### ACTIVITY:
Would you please transcribe, exactly as written, the lines of the entries below starting at the one that holds "Task: Where can the ponytail" and ending at the one that holds "Target: weathered wood texture", both included?

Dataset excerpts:
Start of Block

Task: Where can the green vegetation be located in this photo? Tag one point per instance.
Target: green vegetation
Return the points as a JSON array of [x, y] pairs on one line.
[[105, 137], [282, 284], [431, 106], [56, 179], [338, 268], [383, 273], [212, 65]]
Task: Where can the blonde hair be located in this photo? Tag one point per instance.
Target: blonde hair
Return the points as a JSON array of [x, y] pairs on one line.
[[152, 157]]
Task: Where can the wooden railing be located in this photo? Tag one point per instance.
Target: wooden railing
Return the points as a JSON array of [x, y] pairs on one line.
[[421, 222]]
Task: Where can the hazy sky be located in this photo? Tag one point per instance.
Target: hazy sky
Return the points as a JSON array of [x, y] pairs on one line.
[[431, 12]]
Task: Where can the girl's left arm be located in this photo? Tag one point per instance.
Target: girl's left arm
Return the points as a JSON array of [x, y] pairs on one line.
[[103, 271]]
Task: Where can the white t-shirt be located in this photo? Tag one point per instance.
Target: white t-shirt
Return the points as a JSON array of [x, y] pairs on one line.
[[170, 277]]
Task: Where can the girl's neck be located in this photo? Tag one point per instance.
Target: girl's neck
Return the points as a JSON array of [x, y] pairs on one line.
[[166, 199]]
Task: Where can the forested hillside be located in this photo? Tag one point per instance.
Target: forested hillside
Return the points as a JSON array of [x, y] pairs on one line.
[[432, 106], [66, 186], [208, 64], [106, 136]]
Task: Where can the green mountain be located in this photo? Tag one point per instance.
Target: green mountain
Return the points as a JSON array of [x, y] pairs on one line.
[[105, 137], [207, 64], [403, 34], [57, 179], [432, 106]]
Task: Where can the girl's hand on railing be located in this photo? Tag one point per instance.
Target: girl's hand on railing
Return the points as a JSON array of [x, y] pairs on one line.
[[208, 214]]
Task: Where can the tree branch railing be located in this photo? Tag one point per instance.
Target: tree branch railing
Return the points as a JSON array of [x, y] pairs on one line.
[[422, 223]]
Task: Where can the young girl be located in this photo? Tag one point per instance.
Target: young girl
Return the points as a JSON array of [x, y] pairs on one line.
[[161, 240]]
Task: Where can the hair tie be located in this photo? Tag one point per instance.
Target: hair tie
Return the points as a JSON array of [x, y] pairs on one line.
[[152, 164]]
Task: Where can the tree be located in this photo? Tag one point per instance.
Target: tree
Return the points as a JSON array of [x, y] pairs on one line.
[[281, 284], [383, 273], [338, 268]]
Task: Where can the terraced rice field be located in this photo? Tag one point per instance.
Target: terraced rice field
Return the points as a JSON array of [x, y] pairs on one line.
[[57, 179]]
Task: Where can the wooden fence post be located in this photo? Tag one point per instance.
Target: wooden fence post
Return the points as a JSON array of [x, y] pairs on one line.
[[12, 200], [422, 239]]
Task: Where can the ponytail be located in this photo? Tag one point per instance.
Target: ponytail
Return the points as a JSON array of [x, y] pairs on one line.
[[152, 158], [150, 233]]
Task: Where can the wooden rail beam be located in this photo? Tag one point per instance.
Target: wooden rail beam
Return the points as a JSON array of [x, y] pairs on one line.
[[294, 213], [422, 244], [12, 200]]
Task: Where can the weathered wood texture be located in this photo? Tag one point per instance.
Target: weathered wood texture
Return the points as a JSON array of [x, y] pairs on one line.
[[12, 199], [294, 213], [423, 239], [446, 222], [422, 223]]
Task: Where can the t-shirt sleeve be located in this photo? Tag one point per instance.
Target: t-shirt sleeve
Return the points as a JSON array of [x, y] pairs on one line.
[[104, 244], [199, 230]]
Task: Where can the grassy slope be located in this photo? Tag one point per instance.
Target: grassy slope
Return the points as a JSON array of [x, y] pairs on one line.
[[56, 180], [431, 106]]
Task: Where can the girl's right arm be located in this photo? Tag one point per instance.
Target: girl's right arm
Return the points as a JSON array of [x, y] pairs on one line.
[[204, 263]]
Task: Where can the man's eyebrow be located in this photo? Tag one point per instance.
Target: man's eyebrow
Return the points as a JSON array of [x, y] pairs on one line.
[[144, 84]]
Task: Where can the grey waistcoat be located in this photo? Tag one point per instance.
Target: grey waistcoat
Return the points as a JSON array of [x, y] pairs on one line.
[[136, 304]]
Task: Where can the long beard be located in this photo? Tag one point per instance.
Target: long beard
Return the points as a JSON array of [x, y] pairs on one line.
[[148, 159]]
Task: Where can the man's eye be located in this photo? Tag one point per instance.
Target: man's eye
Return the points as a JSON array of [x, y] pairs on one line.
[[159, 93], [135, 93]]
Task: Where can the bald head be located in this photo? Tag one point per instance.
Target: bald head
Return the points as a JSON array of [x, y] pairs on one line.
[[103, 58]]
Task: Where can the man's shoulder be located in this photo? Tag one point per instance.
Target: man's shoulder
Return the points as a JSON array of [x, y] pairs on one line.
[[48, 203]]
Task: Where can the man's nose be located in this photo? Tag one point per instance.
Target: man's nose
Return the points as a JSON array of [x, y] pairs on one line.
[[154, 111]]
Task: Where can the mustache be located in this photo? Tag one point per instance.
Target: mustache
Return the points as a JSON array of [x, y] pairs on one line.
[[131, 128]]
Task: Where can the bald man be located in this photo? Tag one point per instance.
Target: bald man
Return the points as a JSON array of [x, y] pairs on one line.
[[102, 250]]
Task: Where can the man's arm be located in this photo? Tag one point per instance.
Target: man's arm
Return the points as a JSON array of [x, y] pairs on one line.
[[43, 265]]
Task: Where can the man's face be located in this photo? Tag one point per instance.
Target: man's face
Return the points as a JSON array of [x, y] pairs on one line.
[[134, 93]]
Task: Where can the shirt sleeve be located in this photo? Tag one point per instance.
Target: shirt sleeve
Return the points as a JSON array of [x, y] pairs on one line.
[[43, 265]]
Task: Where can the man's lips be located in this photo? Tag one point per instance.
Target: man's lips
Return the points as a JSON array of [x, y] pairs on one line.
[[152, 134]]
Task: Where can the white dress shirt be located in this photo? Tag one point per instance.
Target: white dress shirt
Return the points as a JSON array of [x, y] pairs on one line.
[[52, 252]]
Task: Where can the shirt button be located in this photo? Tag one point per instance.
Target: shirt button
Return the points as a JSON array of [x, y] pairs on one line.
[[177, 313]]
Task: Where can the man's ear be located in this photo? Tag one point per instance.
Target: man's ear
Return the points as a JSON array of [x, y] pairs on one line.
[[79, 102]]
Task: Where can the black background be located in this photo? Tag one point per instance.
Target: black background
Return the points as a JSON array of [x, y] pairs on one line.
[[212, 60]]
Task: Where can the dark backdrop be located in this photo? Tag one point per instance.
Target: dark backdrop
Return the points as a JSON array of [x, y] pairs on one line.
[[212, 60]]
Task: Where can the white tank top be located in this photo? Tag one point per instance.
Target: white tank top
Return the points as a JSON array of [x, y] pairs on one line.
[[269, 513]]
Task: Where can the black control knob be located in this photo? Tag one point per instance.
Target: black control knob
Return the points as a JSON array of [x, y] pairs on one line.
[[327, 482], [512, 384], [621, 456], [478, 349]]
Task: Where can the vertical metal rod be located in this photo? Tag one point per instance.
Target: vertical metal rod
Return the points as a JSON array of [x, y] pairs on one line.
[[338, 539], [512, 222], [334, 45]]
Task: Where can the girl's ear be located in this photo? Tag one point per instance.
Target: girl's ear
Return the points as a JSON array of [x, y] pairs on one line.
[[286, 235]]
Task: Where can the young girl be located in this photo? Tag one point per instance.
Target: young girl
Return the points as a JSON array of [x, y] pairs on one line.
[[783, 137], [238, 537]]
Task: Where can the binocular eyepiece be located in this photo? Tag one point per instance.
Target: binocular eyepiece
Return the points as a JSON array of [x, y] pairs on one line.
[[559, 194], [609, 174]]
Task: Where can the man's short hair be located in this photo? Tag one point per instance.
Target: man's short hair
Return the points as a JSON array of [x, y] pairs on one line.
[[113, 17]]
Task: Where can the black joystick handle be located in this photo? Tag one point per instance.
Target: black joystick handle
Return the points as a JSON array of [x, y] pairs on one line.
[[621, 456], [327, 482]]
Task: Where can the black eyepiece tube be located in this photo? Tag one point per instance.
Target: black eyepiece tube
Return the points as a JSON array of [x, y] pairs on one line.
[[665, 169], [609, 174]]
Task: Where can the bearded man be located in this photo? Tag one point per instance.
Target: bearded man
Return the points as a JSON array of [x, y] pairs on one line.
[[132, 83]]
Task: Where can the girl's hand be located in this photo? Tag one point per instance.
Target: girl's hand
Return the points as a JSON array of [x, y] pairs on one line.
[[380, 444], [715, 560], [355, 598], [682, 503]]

End of Block

### ANSWER FOR THIS EXERCISE:
Task: Where can the ponytail be located in this photo? Tag one point per instance.
Target: ponytail
Return the points as a JSON array of [x, y] pairs on one line.
[[152, 158], [150, 233]]
Task: Where can the wooden rail beam be located in this photo? Tag one point per instance.
Target: wooden rail beam
Return the points as a JSON array of [x, y] pairs on one line.
[[294, 213], [422, 244], [12, 200]]
Task: Where can the weathered wood texture be located in this photo? Tag one point per instance.
Target: weathered wood texture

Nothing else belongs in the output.